Saved data entries:
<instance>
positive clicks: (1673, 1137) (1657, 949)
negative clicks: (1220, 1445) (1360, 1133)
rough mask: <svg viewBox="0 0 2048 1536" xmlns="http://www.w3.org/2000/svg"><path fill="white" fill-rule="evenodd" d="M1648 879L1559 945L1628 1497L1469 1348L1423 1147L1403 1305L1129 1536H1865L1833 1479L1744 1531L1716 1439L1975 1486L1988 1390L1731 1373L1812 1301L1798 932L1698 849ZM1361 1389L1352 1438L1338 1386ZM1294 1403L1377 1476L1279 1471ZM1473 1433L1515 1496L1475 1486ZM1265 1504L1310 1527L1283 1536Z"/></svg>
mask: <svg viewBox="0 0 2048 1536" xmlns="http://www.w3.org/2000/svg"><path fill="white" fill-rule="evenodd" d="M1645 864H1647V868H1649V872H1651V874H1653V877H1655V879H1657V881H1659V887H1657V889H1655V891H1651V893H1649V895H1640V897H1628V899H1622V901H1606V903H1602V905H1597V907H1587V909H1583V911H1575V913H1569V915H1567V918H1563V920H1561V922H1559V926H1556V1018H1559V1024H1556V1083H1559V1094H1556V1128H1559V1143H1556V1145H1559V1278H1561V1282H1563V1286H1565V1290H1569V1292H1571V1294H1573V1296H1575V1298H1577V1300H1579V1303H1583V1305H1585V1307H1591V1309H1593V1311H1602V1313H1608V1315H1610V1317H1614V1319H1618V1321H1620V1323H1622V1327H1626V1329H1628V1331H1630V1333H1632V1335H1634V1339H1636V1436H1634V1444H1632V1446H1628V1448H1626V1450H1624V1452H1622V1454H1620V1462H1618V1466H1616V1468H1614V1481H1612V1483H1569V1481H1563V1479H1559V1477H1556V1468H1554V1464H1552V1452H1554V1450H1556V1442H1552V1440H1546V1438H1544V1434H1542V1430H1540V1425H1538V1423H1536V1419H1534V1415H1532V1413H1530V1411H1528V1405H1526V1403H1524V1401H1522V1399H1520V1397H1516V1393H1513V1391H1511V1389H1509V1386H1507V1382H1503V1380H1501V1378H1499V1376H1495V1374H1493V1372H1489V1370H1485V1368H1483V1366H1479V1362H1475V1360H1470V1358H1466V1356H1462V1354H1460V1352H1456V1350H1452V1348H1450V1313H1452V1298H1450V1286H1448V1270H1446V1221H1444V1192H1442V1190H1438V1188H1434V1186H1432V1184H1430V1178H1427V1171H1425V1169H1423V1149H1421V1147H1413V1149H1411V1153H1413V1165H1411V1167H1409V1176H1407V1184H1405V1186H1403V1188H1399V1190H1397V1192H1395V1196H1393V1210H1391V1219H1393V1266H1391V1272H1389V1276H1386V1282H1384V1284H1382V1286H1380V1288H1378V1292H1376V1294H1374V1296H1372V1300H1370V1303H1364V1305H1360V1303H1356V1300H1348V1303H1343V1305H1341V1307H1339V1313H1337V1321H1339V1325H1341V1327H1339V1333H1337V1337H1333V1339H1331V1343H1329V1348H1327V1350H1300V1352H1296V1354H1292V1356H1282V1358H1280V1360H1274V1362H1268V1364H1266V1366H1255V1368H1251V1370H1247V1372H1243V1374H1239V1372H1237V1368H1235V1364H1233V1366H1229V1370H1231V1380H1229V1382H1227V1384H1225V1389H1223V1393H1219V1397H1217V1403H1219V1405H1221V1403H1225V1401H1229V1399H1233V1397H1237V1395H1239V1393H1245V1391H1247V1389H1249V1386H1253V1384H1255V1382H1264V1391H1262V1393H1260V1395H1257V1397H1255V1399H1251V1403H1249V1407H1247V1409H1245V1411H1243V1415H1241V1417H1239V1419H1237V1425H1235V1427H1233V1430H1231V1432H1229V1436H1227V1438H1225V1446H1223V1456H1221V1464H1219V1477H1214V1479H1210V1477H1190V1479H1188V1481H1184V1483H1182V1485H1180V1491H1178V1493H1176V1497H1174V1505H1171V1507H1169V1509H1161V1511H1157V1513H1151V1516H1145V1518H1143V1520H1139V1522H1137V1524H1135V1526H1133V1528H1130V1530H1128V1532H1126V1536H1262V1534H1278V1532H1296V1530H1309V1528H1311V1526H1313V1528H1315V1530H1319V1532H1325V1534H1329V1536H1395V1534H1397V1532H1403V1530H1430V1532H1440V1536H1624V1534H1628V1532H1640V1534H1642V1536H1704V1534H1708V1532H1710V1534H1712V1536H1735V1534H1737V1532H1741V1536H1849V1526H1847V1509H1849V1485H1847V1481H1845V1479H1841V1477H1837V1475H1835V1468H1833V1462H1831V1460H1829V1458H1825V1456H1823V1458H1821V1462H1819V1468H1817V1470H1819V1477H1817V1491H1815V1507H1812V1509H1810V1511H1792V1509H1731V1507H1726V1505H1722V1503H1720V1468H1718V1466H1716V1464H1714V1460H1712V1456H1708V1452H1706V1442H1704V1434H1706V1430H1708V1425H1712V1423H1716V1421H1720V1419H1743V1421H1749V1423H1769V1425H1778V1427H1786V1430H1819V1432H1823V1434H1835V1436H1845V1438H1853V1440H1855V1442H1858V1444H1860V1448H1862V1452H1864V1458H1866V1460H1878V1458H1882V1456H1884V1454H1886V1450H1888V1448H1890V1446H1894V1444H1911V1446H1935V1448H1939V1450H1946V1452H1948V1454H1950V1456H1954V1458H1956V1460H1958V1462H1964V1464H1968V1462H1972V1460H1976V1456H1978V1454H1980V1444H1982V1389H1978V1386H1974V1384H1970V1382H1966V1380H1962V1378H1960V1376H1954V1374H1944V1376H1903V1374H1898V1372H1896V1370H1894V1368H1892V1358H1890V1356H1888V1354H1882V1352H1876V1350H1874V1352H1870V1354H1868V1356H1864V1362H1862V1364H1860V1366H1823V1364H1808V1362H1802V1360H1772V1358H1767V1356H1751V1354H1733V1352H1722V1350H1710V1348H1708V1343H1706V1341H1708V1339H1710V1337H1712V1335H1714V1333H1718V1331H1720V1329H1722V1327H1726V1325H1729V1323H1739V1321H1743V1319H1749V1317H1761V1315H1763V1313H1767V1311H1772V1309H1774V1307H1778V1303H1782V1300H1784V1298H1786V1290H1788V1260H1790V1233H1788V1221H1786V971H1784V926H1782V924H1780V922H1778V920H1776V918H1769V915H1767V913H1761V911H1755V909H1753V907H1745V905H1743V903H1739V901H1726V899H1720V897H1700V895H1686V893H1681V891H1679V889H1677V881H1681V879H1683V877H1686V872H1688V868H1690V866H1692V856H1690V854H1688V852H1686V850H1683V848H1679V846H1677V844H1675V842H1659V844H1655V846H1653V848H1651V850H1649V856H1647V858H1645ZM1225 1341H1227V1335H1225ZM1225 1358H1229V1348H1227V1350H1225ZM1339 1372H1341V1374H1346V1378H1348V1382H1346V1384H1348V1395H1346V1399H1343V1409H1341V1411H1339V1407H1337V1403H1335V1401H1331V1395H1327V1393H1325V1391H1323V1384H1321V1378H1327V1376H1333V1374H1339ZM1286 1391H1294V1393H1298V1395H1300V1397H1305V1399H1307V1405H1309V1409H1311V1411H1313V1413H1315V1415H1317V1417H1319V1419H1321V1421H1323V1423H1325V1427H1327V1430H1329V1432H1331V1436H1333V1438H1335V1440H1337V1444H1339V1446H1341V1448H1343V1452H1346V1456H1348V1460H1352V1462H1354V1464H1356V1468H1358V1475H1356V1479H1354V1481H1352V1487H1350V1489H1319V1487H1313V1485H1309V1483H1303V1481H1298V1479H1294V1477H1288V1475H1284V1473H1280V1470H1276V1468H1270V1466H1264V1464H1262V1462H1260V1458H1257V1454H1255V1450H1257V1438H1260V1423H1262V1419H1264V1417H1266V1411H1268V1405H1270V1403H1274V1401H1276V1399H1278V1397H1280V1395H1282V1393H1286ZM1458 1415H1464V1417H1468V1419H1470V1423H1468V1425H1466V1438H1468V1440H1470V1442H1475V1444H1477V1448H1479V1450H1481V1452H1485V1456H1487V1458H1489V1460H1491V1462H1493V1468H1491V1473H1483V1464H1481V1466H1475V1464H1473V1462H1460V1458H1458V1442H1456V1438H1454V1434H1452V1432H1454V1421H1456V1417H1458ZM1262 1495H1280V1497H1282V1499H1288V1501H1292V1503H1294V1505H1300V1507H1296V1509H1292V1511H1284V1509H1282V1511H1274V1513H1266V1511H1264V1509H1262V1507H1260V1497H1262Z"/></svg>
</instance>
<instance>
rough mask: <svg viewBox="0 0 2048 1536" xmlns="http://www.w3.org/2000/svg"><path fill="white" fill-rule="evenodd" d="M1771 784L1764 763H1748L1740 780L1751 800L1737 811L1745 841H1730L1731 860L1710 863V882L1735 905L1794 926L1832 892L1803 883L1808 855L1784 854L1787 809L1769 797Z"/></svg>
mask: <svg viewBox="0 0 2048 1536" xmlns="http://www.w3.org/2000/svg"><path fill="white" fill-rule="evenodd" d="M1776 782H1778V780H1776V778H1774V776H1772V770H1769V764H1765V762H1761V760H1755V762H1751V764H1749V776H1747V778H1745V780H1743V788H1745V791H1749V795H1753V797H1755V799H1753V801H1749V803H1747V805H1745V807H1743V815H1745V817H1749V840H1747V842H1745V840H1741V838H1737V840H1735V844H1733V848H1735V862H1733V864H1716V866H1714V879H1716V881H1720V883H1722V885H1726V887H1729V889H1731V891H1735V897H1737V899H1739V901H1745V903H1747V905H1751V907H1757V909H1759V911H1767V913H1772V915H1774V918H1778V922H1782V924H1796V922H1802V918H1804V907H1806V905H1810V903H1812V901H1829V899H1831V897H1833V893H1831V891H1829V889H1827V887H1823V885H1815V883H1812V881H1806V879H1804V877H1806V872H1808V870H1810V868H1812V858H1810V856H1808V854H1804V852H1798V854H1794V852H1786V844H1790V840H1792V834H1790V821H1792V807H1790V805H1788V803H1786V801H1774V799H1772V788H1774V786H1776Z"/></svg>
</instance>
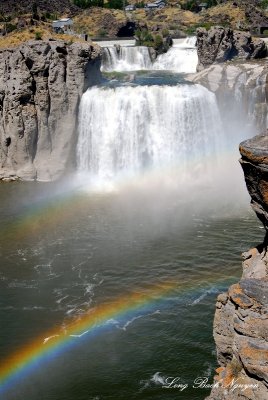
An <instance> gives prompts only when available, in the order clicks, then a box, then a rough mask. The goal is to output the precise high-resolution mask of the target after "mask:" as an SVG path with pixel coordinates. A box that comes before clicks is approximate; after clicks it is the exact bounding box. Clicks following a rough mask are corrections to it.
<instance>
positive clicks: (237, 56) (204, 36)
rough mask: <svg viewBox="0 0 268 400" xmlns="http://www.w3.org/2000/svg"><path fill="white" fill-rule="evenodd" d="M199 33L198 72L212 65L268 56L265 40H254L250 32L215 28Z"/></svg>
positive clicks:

▶ [What is being asked]:
Rewrite the records from their first line through the line containing "negative clicks: (1220, 1445) (1360, 1133)", changing "positive" to "included" and keeping everything else the same.

▶ [Response area]:
<instance>
included clicks: (1673, 1137) (1657, 949)
negative clicks: (1220, 1445) (1360, 1133)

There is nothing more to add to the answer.